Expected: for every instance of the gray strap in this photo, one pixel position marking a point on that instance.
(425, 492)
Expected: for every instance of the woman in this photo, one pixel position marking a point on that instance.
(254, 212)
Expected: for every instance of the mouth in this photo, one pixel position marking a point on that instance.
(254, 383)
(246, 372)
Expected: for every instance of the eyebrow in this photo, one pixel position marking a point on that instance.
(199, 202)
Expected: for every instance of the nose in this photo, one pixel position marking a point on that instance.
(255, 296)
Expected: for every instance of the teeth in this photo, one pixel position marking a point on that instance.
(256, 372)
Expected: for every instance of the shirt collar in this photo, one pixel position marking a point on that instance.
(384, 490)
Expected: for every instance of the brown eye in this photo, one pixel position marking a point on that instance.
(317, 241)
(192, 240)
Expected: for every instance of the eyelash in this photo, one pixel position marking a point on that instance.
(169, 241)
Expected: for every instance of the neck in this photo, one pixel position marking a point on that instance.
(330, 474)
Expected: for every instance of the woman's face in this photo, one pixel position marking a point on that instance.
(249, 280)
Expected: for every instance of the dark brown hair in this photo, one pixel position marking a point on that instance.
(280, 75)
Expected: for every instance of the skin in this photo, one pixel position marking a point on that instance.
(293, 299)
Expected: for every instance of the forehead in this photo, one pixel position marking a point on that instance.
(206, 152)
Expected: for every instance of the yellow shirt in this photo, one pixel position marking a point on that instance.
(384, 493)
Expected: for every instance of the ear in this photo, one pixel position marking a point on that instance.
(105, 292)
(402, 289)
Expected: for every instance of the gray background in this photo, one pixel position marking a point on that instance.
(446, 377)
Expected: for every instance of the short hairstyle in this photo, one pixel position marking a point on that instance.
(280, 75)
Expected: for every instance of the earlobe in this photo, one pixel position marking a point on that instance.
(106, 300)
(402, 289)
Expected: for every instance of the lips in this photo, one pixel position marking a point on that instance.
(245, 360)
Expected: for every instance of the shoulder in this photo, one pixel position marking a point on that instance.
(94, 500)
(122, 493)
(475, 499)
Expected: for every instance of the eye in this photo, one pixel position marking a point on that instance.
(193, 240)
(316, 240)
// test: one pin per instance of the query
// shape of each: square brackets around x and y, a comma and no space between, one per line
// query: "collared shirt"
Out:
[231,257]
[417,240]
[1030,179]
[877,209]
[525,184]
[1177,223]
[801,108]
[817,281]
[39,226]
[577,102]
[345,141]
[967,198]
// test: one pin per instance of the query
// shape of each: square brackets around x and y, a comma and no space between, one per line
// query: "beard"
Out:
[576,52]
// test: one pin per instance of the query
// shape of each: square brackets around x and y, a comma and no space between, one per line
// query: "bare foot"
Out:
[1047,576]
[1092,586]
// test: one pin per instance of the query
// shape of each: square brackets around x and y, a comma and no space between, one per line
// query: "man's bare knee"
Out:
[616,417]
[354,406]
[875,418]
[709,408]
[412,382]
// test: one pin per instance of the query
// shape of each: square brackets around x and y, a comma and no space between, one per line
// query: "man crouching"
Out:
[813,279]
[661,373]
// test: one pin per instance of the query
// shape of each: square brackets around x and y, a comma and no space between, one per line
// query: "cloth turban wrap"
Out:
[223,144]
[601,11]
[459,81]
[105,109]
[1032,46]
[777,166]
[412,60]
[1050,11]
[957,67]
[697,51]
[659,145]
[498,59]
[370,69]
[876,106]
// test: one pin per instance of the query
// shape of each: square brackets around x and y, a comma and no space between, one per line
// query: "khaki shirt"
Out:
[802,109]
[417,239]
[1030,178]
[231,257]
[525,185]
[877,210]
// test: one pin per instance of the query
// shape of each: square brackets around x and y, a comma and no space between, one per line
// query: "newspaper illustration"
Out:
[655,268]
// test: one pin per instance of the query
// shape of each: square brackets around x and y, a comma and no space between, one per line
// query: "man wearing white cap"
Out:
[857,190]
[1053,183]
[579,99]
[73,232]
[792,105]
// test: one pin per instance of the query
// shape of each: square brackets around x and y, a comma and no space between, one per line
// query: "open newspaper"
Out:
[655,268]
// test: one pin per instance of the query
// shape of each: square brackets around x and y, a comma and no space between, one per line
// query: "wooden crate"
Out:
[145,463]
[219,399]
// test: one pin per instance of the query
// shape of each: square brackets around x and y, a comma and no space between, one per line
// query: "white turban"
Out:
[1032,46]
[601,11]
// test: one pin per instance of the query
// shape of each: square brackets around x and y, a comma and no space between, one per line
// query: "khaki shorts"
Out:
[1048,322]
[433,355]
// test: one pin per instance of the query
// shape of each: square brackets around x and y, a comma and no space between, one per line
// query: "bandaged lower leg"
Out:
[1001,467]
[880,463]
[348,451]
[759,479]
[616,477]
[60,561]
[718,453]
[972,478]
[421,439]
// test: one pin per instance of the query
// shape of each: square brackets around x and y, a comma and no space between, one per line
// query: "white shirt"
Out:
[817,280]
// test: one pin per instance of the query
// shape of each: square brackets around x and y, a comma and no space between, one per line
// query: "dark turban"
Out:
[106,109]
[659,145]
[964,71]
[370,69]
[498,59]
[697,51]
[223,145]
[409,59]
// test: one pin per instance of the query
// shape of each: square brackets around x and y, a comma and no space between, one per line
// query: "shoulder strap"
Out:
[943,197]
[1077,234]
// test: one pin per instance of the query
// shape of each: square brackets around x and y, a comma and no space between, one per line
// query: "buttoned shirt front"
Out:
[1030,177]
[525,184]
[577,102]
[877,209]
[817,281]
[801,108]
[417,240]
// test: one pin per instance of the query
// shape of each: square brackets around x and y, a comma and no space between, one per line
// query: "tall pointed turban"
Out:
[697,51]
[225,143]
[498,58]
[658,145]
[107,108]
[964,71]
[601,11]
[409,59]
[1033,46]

__________

* What the task requires *
Recreate the listing word for word, omitting nothing.

* Response below *
Expected: for every instance of the gray strap in this photo, one pixel position marking a point on that instance.
(425, 492)
Expected: for every instance of the woman in this photo, one pixel position marking a point on that instance.
(254, 212)
Expected: for every instance of the mouth in this photo, one pixel position marking a point on that instance.
(254, 383)
(246, 372)
Expected: for every instance of the eyebrow in this photo, one pixel position marking a point on that instance.
(199, 202)
Expected: for every instance of the nose in this photo, one pixel position marking a point on that instance.
(255, 296)
Expected: for every instance of the teeth in this photo, one pixel position marking a point on that instance.
(256, 372)
Expected: for every instance of the shirt collar in this photo, one pixel position marking a point on that instance.
(384, 490)
Expected: for every instance of the brown eye in this photo, one pixel position marking a point on that instance.
(317, 241)
(192, 240)
Expected: for every instance of the eyelash in this photo, one pixel position marking a point on that instance.
(169, 241)
Expected: for every instance of the neck in this photo, one pixel position marking a point on that instance.
(330, 474)
Expected: for every instance of the woman's face in this photo, one pixel position marking a point on that instance.
(249, 280)
Expected: for every instance of the dark brown hair in this photo, one pixel position marking a point on that instance.
(280, 75)
Expected: for every instance of the skin in this photo, one pixel position marking a point on that instance.
(293, 299)
Expected: for every instance of the forehead in this photo, one pixel position marking a point on that instance.
(206, 152)
Expected: for every instance of the yellow shirt in this photo, one pixel position marking a point on that instance.
(384, 493)
Expected: for every instance of the ear in this photo, one pixel position marking a point on that instance.
(105, 292)
(402, 289)
Expected: for every instance of the gray background in this photo, one pixel position marking a point on that instance.
(446, 377)
Expected: for every instance of the short hairstyle in this photo, one pixel position marking a point on that instance.
(280, 75)
Expected: for every instance of the earlobe in this photo, one pixel position marking a point on that instance.
(106, 300)
(402, 289)
Expected: for every instance of the lips in this photo, one pixel position marking a point on that instance.
(245, 360)
Expected: for every instance of the shoulder in this photo, one pixel position marking a point on that instance.
(94, 500)
(122, 493)
(475, 499)
Expected: for every instance of the eye in this photo, one pixel position marking a point on that instance.
(193, 240)
(316, 240)
// test: one pin per instance of the query
// shape of each: square brackets around x and y, a comma and no space between, one per line
// query: "collared shirt"
Out:
[231,257]
[417,240]
[1030,179]
[877,209]
[525,184]
[1177,223]
[801,108]
[817,281]
[39,226]
[577,102]
[345,141]
[967,198]
// test: one pin per instance of the query
// shape of each: square brackets around x and y, a comma and no space between, one per line
// query: "beard"
Out:
[576,52]
// test: one pin per instance of the query
// shape of each: square brackets around x and y, a comma and no space between, one per line
// query: "bare foot"
Out:
[1047,576]
[1092,586]
// test: one pin per instance of the query
// shape of each: square brackets around x and y, a comma and no space between, one per line
// query: "man's bare knee"
Out:
[616,417]
[354,406]
[875,418]
[709,408]
[412,382]
// test: one pin per instance of the query
// shape of each: square brackets around x and y, a comma and no space between, one per line
// query: "man crouching"
Out:
[813,279]
[661,373]
// test: one pin per instance of the query
// shape of each: square brackets around x and y, a comma and no space between, one per line
// query: "cloth turban wrap"
Out:
[223,144]
[601,11]
[459,81]
[105,109]
[1032,46]
[777,166]
[412,60]
[1050,11]
[957,67]
[697,51]
[659,145]
[498,59]
[370,69]
[876,106]
// test: one pin per instance of the query
// shape of each: square brackets around x and y, a comma and no space between, one per line
// query: "khaki shirt"
Out:
[802,109]
[417,239]
[1030,178]
[231,257]
[525,185]
[877,210]
// test: one pin per instance of the query
// shape of each: square brackets around x and y, a comma and no space between, one per line
// query: "newspaper illustration"
Out:
[655,268]
// test: one pin per instance of the query
// shape of each: square brackets around x and y, a comma and no space between, one per line
// query: "man wearing white cap"
Out:
[857,190]
[1053,183]
[579,99]
[73,232]
[792,105]
// test: one pin per instance of the query
// shape of each: square brackets around x and y, a comma and no space between, one per line
// query: "open newspaper"
Out:
[655,268]
// test: one pin per instance of the query
// shape of each: square brackets around x and y, a comma and no space between, one per line
// query: "wooden crate"
Out:
[145,463]
[219,399]
// test: one pin per instance of the query
// shape of each: square brackets around x and y, a comma and no space between, one per line
// query: "white turban"
Out:
[1032,46]
[601,11]
// test: one pin per instance of the query
// shape of each: square brackets around x and y, a comma and no space between, one per line
// query: "khaki shorts"
Out:
[1048,322]
[433,355]
// test: one pin per instance of the query
// shape of each: square brackets around x and y, a comma and no space between, one per line
// query: "bandaged lower leg"
Out:
[1001,467]
[880,463]
[348,451]
[759,479]
[616,477]
[60,561]
[718,453]
[972,478]
[421,439]
// test: one pin per instance of the query
// shape of each: square brackets around x and y, a comma and no space between, one per line
// query: "white shirt"
Out:
[817,280]
// test: one pin per instance of the query
// shape of each: square brackets around x and y, a comma and no space between, one per line
// query: "dark turban"
Out:
[106,109]
[659,145]
[964,71]
[370,69]
[498,59]
[697,51]
[223,145]
[409,59]
// test: one pin per instance of the query
// shape of each: square brackets around x and y, a comma and no space between, one per line
// query: "shoulder strap"
Out:
[943,197]
[1077,234]
// test: one pin per instance of the query
// shape of each: square brackets around x and y, a comma and no space between, one per line
// query: "buttoned shirt front"
Out:
[1030,177]
[525,184]
[577,102]
[877,209]
[817,281]
[801,108]
[417,240]
// test: one pin per instance of the query
// shape of each: square brackets around x and y, a comma and no space between, one per line
// query: "tall pointed turban"
Out:
[697,51]
[225,143]
[498,58]
[658,145]
[107,108]
[964,71]
[601,11]
[409,59]
[1033,46]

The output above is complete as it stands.